WHAT THIS TASK INVOLVES: Please update these rows by replacing every "Target" with "Query" and leaving everything else as it is.

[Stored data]
.....
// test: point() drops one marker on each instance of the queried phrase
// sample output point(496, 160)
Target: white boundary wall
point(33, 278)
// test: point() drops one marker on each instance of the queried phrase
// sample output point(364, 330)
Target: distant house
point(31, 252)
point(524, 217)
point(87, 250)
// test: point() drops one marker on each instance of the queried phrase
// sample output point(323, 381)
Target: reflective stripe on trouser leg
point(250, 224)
.....
SOLVED EXERCISE:
// test: point() drops one marker on each instance of the queried phrase
// sample output point(496, 160)
Query: white boundary wall
point(33, 278)
// test: point() drops one marker on each instance of the queried phrase
// sample output point(364, 330)
Query: distant house
point(31, 252)
point(524, 217)
point(87, 250)
// test: point() drops one marker on each instance of the queried phrase
// sample output point(323, 381)
Query: reflective stripe on trouser leg
point(250, 224)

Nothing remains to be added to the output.